[Dataset extract]
━━━━━━━━━━

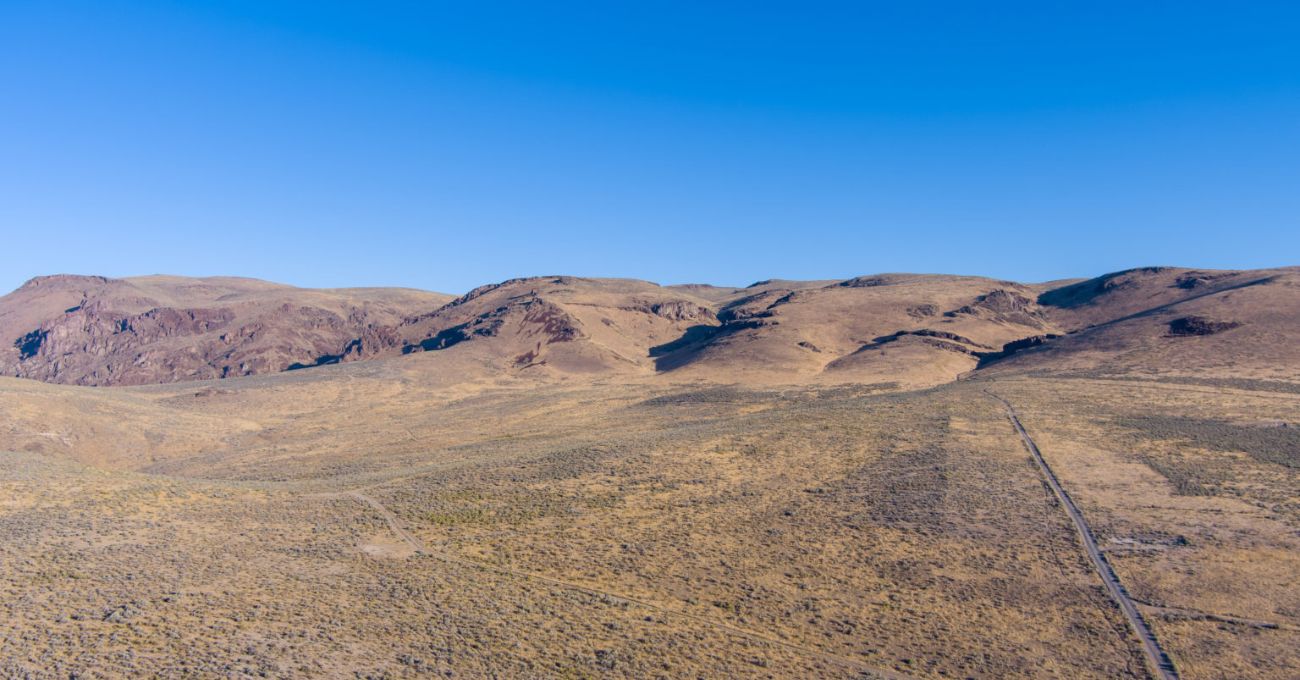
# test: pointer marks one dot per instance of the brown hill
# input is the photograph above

━━━━━━━━━━

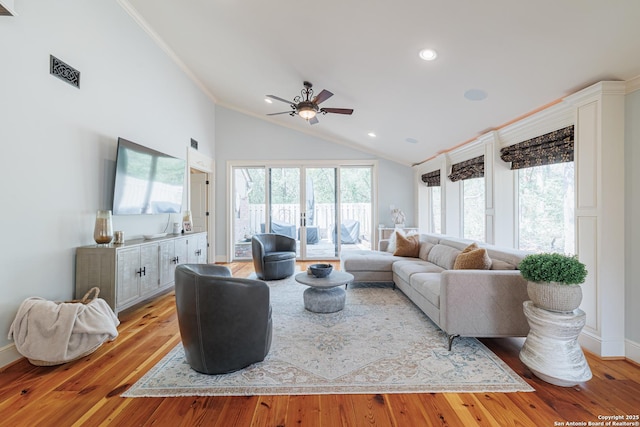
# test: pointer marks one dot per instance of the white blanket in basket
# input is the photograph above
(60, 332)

━━━━━━━━━━

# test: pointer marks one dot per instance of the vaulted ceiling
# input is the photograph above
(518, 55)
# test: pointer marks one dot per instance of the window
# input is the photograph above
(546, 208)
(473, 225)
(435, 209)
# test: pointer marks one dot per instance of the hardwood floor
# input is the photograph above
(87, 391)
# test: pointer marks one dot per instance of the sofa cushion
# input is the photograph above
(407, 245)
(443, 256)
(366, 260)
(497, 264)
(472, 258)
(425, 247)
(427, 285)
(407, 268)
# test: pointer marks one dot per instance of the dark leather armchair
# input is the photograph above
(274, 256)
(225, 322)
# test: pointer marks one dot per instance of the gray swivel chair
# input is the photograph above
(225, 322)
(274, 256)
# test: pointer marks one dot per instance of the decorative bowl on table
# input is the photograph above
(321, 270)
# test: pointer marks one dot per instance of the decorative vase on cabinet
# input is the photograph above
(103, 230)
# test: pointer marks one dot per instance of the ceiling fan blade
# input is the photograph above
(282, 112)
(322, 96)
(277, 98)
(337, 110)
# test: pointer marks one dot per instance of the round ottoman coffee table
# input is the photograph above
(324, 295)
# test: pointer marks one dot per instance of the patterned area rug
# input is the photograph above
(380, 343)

━━━━━━━━━━

[Your goal] Report how many lines of the material above contain the word "decorative". Give only the number.

[Solution to the exercise] 2